= Given request =
Output the material below in full, exactly as it is.

Location identification entries
-- START --

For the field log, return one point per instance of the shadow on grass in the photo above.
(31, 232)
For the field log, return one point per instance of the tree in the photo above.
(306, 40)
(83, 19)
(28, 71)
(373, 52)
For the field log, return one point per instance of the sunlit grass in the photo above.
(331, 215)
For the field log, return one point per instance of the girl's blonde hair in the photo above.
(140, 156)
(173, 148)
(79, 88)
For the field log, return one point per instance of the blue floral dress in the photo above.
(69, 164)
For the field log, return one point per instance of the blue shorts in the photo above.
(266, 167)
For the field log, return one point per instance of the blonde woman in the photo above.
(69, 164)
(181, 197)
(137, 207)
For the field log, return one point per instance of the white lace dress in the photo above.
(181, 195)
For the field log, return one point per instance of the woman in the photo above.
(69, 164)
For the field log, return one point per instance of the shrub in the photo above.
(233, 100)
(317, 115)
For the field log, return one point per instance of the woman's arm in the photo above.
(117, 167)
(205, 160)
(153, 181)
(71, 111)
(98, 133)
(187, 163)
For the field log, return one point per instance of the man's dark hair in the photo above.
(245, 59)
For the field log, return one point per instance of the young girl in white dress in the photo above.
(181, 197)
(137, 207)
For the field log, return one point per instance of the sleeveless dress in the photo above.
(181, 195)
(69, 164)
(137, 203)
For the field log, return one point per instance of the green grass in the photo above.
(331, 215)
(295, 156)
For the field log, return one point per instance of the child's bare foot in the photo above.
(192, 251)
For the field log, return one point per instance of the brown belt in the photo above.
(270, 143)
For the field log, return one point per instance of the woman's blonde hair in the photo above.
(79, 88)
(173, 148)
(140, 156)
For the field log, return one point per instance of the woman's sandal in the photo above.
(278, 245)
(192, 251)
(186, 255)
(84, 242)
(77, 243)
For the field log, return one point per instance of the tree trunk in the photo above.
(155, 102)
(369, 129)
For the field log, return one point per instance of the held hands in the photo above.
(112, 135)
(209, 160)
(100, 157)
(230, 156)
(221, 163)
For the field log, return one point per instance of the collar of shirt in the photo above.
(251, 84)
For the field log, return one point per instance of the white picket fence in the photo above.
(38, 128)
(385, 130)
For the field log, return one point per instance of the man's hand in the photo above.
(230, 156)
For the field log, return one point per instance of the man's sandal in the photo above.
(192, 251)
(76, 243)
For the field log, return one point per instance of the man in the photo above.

-- END --

= Response =
For the field log, return one point per instance of the shadow on grass in the photo above.
(31, 232)
For the field log, return one point per instance of the tree in the photo above.
(306, 40)
(83, 19)
(28, 71)
(373, 52)
For the field log, return one point per instance of the sunlit grass in the photo above.
(331, 215)
For the field log, return one point per instance of the girl's blonde hair in the photo above.
(140, 156)
(173, 148)
(79, 88)
For the field log, return one point per instance of the blue floral dress in the photo above.
(69, 164)
For the field log, return one point per instance of the blue shorts in the photo above.
(266, 167)
For the field log, return one point per instance of the blonde woman in the photo above.
(69, 164)
(181, 197)
(137, 207)
For the field log, return one point per instance of the white lace dress in the photo above.
(181, 195)
For the field log, return one point per instance of the woman in the photo above.
(69, 164)
For the field log, return one point per instance of the shrub in the photo above.
(233, 100)
(317, 115)
For the field log, return one point per instance of the woman's arm in the photo above.
(117, 167)
(205, 160)
(153, 181)
(71, 111)
(98, 133)
(187, 163)
For the field log, return one point per instance of the man's dark hair in the photo above.
(245, 59)
For the field log, return one point per instance of the young girl in white dress in the photo above.
(181, 197)
(137, 207)
For the field log, return one point per instance of the sleeveless dress in the photo above.
(181, 195)
(69, 164)
(137, 203)
For the field log, return one point per instance of the green grass in the photo above.
(331, 215)
(295, 156)
For the field log, return one point per instance of the child's bare foot in the photo above.
(192, 251)
For the field log, return one point per instance of the brown belt in the photo above.
(270, 143)
For the field log, return one point per instance of the woman's blonde hair in the photo above.
(79, 88)
(173, 148)
(140, 156)
For the field log, return one point per instance of the woman's sandal in the photo above.
(278, 245)
(192, 251)
(186, 255)
(84, 242)
(77, 243)
For the field log, return one point per instance of the tree trunk in the photo above.
(155, 102)
(369, 129)
For the field log, return one point per instance of the held hands in the photo above.
(112, 135)
(209, 160)
(100, 157)
(230, 156)
(221, 163)
For the field log, return one point per instance of the collar of shirt in the photo above.
(251, 84)
For the field log, return one point per instance of the white picket fence in the photo above.
(38, 128)
(385, 130)
For the field log, return one point per instance of the man's hand in the photo above.
(230, 156)
For the field log, return one point per instance of the man's sandal in the photo above.
(192, 251)
(76, 243)
For the field log, return one point per instance of the man in the photo above.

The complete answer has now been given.